**EXCERPT:**
Oversubscription and spin-waiting

Issue #153 resolved
john bachan created an issue

The implementation currently uses a naive heuristic to detect when the application is spin-waiting for operations to complete. It pessimistically assumes those operations are dependent on attentiveness from another rank which might need access to the current CPU. So, the heuristic invokes sched_yield when it thinks we're spinning.

When oversubscription is occurring, such as is common with SMP runs on our laptops, this can have a striking performance boost. But on HPC machines, oversubscription is less common and these calls to sched_yield might actually be hurting.

We need to discuss a better option. Perhaps an env var liked UPCXX_OVERSUBSCRIBED=0/1?

@bonachea had this to say when he first brought this up in a PR comment:

Re: Oversubscription: This comment alludes to a general problem we've been handling in PGAS runtime layers for years anywhere that blocking occurs (eg future::wait). I'd like to discuss deploying a more robust solution for oversubscription in UPC++, because the consequences of "getting it wrong" can be catastrophic to measured performance - yielding a kernel thread the OS when unnecessary (eg on a batch scheduled node with sufficient dedicated cores) can add significant latency costs and jitter (especially post Meltdown/Spectre), but failing to yield on an oversubscribed system (usually in development environment) can also be very very bad for performance. IMO this is not something that should be completely hidden from the user, who has a more information about the execution context of his system than we'll ever have programmatically.

Berkeley UPC uses gasnett_cpu_count() to detect oversubscription at startup and defaults to enabling polite yield-based blocking with a warning like:

WARNING: Host pcp-d-6 running more threads (64) than there are physical CPU's (16)

**TASK REQUIREMENTS:**
[a] Answer these questions from the oversubscription issue:
(i) Which call does the current heuristic make when it thinks the application is spinning?
(ii) What environment variable does the issue suggest as a possible option?
(iii) Which function does Berkeley UPC use at startup to detect oversubscription?
[b] Retype the passage of the oversubscription issue starting with "Issue #153 resolved" and going on through "thinks we're spinning.".

**Labeled shape records:**
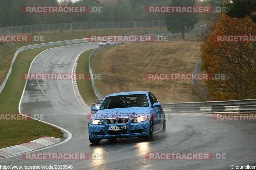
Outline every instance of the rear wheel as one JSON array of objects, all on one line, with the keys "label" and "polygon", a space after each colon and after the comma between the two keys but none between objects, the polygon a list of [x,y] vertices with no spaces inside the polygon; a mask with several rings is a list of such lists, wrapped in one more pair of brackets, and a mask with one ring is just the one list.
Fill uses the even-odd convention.
[{"label": "rear wheel", "polygon": [[149,126],[149,135],[148,138],[150,139],[152,139],[154,137],[154,120],[150,121],[150,126]]},{"label": "rear wheel", "polygon": [[90,135],[89,135],[89,134],[88,134],[89,135],[89,140],[90,141],[90,142],[93,144],[97,144],[100,143],[100,139],[91,139],[91,138],[90,138]]},{"label": "rear wheel", "polygon": [[165,117],[164,117],[164,124],[163,125],[163,132],[165,133],[166,131],[166,125],[165,125]]}]

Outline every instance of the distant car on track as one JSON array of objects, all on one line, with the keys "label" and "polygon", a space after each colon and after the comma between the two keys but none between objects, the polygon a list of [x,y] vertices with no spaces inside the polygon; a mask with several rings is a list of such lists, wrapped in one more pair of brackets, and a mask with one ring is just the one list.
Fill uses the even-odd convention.
[{"label": "distant car on track", "polygon": [[108,41],[102,41],[102,42],[100,43],[100,46],[106,46],[108,44],[110,44],[110,42]]},{"label": "distant car on track", "polygon": [[109,95],[89,120],[90,142],[102,139],[135,137],[153,138],[166,131],[161,104],[149,92],[128,92]]},{"label": "distant car on track", "polygon": [[91,110],[91,109],[93,107],[96,107],[99,109],[100,108],[100,104],[101,103],[103,100],[102,99],[98,99],[95,100],[94,103],[92,103],[92,106],[91,107],[91,113],[95,113],[95,112]]}]

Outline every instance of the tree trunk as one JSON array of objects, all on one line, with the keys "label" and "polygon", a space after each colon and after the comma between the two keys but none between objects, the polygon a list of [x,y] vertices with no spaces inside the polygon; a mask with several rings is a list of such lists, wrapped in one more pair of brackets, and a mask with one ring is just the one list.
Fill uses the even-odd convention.
[{"label": "tree trunk", "polygon": [[182,34],[182,39],[185,39],[185,30],[184,29],[183,29],[181,31],[181,34]]}]

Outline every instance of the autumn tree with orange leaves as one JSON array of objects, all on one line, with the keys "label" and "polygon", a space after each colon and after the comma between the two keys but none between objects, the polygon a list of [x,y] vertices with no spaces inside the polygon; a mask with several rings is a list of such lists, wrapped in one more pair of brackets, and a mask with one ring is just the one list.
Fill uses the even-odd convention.
[{"label": "autumn tree with orange leaves", "polygon": [[213,39],[214,35],[256,35],[256,25],[248,16],[237,18],[221,14],[219,18],[203,35],[201,69],[227,77],[206,81],[209,94],[215,101],[256,98],[256,43]]}]

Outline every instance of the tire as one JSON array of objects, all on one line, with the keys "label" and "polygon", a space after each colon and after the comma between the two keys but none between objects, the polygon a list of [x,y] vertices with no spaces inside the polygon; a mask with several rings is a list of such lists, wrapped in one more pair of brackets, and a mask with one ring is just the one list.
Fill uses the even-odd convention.
[{"label": "tire", "polygon": [[165,117],[164,117],[164,123],[163,125],[163,131],[164,133],[165,133],[166,131],[166,125],[165,124]]},{"label": "tire", "polygon": [[150,139],[153,139],[154,138],[154,121],[151,120],[150,121],[149,126],[149,135],[148,138]]},{"label": "tire", "polygon": [[90,141],[90,142],[92,144],[98,144],[100,143],[100,141],[101,139],[91,139],[90,138],[90,135],[89,135],[88,133],[88,134],[89,135],[89,140]]}]

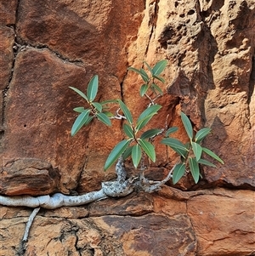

**SOLUTIONS TO THE PROBLEMS:**
[a]
(i) sched_yield
(ii) UPCXX_OVERSUBSCRIBED=0/1
(iii) gasnett_cpu_count()

[b]
Issue #153 resolved
john bachan created an issue

The implementation currently uses a naive heuristic to detect when the application is spin-waiting for operations to complete. It pessimistically assumes those operations are dependent on attentiveness from another rank which might need access to the current CPU. So, the heuristic invokes sched_yield when it thinks we're spinning.